* BRANO:
------------------------------------------------
Gianna Jessen, la donna che non doveva nascere, a Ospedaletto Euganeo

La fede e l'amore per la vita saranno al centro dell'incontro organizzato dall'associazione "Life" di Ospedaletto Euganeo venerdì 26 maggio, nella chiesa parrocchiale alle ore 21. A parlarne sarà Gianna Jessen, la donna statunitense sopravvissuta all'aborto salino, che da fardello indesiderato è diventata la "bambina di Dio".

Gianna Jessen, la donna che non doveva nascere, a Ospedaletto Euganeo

Una testimonianza di fede e di amore per la vita.
E se ha parlare è una donna sopravvissuta all’aborto, le sue parole si trasformano in un appello a riconoscere la sacralità dell’esistenza umana fin dall’attimo del concepimento.
È questo il tema su cui l’associazione Life di Ospedaletto Euganeo ha deciso di puntare l’attenzione invitando Gianna Jessen, la donna statunitense sopravvissuta a un’interruzione di gravidanza.
------------------------------------------------
* ATTIVITÀ:
Per ciascuna affermazione stabilisci se concorda con il brano, rispondendo sì o no e citando fra virgolette le parole del brano che lo decidono. 1. L'incontro si svolge nella chiesa parrocchiale alle ore 21. 2. Gianna Jessen è una donna italiana. 3. L'incontro è organizzato dall'associazione "Life". Le righe riportate qui provengono da un'altra fonte.

* RIGHE ESTRATTE:
------------------------------------------------
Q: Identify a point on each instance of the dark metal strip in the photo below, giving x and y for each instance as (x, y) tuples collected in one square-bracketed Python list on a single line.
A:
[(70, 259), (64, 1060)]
------------------------------------------------
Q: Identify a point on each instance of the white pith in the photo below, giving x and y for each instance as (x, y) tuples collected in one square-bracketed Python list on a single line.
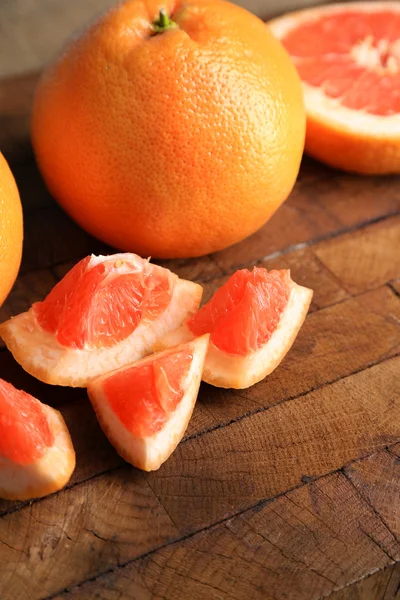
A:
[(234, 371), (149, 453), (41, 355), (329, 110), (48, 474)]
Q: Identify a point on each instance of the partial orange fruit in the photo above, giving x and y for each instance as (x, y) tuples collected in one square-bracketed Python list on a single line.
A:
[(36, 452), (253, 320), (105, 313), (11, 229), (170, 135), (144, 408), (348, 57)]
------------------------------------------------
* RISPOSTA:
1. Sì: «nella chiesa parrocchiale alle ore 21»
2. No: «la donna statunitense»
3. Sì: «organizzato dall'associazione "Life" di Ospedaletto Euganeo»